## Problem requirements
Each entry needs to be duplicated exactly.

## Data excerpts
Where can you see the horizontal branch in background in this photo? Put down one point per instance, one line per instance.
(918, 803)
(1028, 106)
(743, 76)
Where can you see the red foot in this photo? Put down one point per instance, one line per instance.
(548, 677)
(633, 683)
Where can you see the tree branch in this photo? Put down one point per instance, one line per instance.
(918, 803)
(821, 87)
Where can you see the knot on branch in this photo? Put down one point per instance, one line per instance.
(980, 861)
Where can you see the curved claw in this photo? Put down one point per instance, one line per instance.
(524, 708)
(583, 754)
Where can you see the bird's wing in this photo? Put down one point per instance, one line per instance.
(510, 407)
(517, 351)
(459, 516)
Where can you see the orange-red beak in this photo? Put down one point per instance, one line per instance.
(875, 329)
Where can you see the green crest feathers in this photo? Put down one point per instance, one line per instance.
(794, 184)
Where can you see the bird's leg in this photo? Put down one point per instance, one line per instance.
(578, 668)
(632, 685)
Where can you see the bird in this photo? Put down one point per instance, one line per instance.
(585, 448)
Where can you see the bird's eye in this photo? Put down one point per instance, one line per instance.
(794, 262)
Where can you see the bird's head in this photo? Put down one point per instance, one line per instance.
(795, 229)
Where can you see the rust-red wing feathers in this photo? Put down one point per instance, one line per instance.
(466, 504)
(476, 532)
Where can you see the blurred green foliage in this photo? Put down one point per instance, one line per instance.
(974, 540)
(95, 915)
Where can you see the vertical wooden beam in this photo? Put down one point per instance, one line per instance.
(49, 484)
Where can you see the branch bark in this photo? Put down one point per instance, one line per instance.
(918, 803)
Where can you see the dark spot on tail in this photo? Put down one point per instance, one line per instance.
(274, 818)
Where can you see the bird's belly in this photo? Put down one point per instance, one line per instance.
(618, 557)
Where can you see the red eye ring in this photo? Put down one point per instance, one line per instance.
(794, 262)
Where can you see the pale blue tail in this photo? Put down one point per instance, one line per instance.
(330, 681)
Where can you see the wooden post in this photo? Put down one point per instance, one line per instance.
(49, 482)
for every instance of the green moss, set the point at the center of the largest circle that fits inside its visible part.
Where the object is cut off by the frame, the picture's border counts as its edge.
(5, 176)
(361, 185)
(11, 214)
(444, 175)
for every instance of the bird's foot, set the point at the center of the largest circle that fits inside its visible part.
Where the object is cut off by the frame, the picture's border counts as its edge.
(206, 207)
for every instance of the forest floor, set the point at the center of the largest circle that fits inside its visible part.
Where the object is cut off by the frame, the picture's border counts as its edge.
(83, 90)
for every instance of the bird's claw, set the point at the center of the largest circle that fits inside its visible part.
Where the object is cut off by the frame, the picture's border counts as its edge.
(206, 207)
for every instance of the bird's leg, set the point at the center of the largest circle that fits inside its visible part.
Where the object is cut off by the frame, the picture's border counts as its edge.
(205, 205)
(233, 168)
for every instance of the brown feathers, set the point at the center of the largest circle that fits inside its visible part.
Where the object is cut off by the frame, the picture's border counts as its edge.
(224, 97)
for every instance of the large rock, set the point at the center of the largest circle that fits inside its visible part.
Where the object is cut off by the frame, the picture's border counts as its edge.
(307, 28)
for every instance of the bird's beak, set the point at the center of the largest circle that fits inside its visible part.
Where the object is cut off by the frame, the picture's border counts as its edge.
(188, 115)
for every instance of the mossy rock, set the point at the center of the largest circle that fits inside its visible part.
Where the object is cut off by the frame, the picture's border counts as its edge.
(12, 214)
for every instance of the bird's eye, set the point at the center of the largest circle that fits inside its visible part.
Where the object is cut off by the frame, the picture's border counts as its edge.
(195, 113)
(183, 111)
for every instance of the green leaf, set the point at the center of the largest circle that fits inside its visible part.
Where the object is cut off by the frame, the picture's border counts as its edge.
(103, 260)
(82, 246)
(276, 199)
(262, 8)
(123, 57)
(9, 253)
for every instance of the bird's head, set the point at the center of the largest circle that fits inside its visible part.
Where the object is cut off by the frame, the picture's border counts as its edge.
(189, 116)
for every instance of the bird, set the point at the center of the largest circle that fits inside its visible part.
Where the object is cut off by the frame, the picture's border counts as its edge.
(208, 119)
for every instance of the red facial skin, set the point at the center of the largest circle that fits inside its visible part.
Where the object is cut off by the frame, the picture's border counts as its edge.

## Exercise output
Where can you see the horizontal branch in background in this photo? Put down one point per instance, one line per instance.
(918, 803)
(1028, 106)
(743, 76)
Where can you see the red foot in this photo? Put down one point per instance, one line per instance.
(548, 677)
(633, 683)
Where can you see the tree branch in this photo? Put down one point per instance, one line per instance.
(918, 803)
(821, 87)
Where can you see the knot on branch in this photo? Put down one point per instance, one line per instance.
(980, 861)
Where can you see the curved claw in this photo? Put down one point per instance, one line per instance.
(524, 708)
(583, 754)
Where can you see the bird's wing in this photo? Put down one point per instance, one line per instance.
(510, 407)
(517, 351)
(459, 516)
Where can you see the orange-red beak in this photo? Put down one point per instance, one line per instance.
(875, 329)
Where can you see the green crest feathers in this photo? Put down one point per instance, one line per instance.
(794, 184)
Where can you see the bird's leg in this photo? Put down one point per instance, one line per instance.
(578, 668)
(632, 685)
Where can you see the bird in this photo? Put down one point per instance, one line per instance.
(585, 448)
Where can you see the bird's eye in this photo? Put down one point per instance, one line per instance.
(794, 262)
Where can you see the bird's head in this photo? Put down one point per instance, one line per instance.
(795, 229)
Where can you see the rust-red wing feathers in this photo? Put down one point per instance, one line per instance.
(466, 504)
(476, 532)
Where can you see the blurred green foliage in this photo? Put down one point per instance, one line per instance.
(974, 540)
(95, 915)
Where can you see the vertical wooden beam in this photo? Put down one point per instance, one line per instance.
(49, 484)
Where can you see the branch bark in this photo? Put down one point per instance, one line per instance.
(918, 803)
Where can you see the dark spot on tail in this photo? Put down one point per instance, one line per instance.
(274, 818)
Where can you see the bird's belly in this photo? Put down one point per instance, one line per instance.
(618, 557)
Where can you see the red eye ring in this photo? Put down one point per instance, one line per instance.
(794, 262)
Where can you see the pale blue tail in this photo? Put down one point per instance, one line per instance.
(330, 681)
Where can you see the wooden post in this photo? Put down one point per instance, one line per instance.
(49, 482)
for every instance of the green moss, set the point at the center of the largest circle that fits inside its visible part.
Where the object is cut off by the frame, the picture's border counts as its edge.
(5, 176)
(361, 185)
(11, 214)
(444, 175)
for every instance of the bird's foot, set the point at the center of the largest circle that fits inside its visible part.
Where the object is cut off by the frame, the picture's border counts as its edge.
(206, 207)
for every instance of the forest floor, set the point at the center of the largest circle that fits inside its visible part.
Where the object is cut off by the frame, the picture's border counts as its edge.
(83, 90)
for every instance of the bird's claw, set the point at the center of the largest circle that fits inside its visible part.
Where the object is cut off by the frame, the picture's border counts as its edge.
(206, 207)
for every instance of the bird's leg, set the point at the center of the largest circle that fits inside its visible part.
Where the object is cut off by the frame, the picture's border counts as its edge.
(205, 205)
(233, 168)
for every instance of the brown feathers, set the point at the center of the largest circle that fits inside its visible part.
Where the object is cut off by the frame, the picture's border counts as its edge.
(224, 97)
for every instance of the large rock, set the point at the center of the largest circle that fits inside its visible part.
Where the object is cut off by the frame, the picture's border counts as its edge.
(307, 28)
for every instance of the bird's beak, set the point at the center of the largest circle that fits inside its visible part.
Where the object is cut off by the frame, the picture's border counts as its edge.
(188, 115)
for every instance of the mossy rock, set the point at the center of the largest circle that fits inside its visible part.
Where the object is cut off by the frame, the picture's border counts as its edge.
(12, 214)
for every instance of the bird's eye, set the point at the center of the largest circle that fits inside its visible part.
Where the object is cut off by the frame, the picture's border counts as its edge.
(195, 113)
(183, 111)
for every instance of the green leaf, set the point at the center of the largest circle that fits inside its visible part.
Where the object is cut off by the frame, the picture's border counts as its edge.
(103, 260)
(82, 246)
(276, 199)
(262, 8)
(123, 57)
(9, 253)
for every instance of the bird's head, set the point at the center of the largest circle that fits inside its visible part.
Where the object is cut off by the frame, the picture's border counts as its edge.
(189, 116)
for every instance of the bird, set the point at the center of the largest circle that fits inside its visible part.
Where the object is cut off by the frame, the picture's border counts as its edge.
(208, 119)
for every instance of the red facial skin, set the point at the center of the largest circle that fits inside its visible part.
Where the object is cut off by the frame, the picture's border counts as its edge.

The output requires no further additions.